Given passage
Catherine’s wedding was scheduled for Sunday, 14 November (a Sunday or other Holy Day had always been the commissioners’ preferred date for the celebration of the marriage, to take advantage of the extra elaboration of the religious ritual on such occasions). This left the intervening Saturday as a day of rest for Catherine. She had only one engagement, but it was an important one: her first meeting with her future mother-in-law, the Queen, Elizabeth of York.
Henry VII had already briefed his wife about his own encounter with Catherine at Dogmersfield; now the Queen would see for herself. The meeting as planned by the commissioners was a short and formal courtesy call.
Elizabeth had taken up residence with her husband a few days previously at Baynard’s Castle. The house lay on the river, directly to the south of St Paul’s. The way, down Paul’s Chain, was short but steep and orders were given to sand the street to prevent Catherine’s horses from losing their footing. According to her programme, Catherine would set out in the afternoon; be greeted at the foot of the stairs leading to the Queen’s apartments by the Queen’s Lord Chamberlain, who would conduct her to the presence; and then, having ‘made a certain pause’, she would return.

(Extracted data entries)

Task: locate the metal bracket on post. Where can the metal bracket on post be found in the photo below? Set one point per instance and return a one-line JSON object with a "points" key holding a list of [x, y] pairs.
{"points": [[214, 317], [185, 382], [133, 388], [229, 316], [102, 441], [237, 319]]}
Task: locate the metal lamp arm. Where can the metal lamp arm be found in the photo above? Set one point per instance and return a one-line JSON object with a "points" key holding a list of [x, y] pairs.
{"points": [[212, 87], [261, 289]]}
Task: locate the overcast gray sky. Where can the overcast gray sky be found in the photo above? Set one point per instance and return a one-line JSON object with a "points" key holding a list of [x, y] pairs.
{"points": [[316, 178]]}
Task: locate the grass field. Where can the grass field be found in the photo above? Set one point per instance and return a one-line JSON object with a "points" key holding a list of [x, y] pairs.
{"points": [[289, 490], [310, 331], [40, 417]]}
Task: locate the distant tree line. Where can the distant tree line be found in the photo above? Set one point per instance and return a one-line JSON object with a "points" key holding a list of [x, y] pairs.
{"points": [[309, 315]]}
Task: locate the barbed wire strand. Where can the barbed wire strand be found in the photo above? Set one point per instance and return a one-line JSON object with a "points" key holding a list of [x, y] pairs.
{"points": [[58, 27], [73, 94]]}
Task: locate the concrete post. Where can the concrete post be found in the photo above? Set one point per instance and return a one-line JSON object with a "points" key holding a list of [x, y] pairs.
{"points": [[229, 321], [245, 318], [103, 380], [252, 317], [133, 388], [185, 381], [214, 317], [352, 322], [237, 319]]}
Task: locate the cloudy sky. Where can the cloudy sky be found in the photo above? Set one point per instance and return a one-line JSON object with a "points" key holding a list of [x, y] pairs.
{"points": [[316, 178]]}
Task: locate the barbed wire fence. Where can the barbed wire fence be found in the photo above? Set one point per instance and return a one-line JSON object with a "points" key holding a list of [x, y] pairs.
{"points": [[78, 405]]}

What is needed
Do the following statements agree with the passage on Catherine's wedding preparations? Answer yes or no for each, quoting the words from the passage that decide it.
1. The wedding was set for a Saturday.
2. Baynard's Castle stood on the river, directly south of St Paul's.
3. At the foot of the stairs, the Queen herself was to greet Catherine.

Exercise output
1. No: "Catherine’s wedding was scheduled for Sunday, 14 November"
2. Yes: "The house lay on the river, directly to the south of St Paul’s."
3. No: "be greeted at the foot of the stairs leading to the Queen’s apartments by the Queen’s Lord Chamberlain"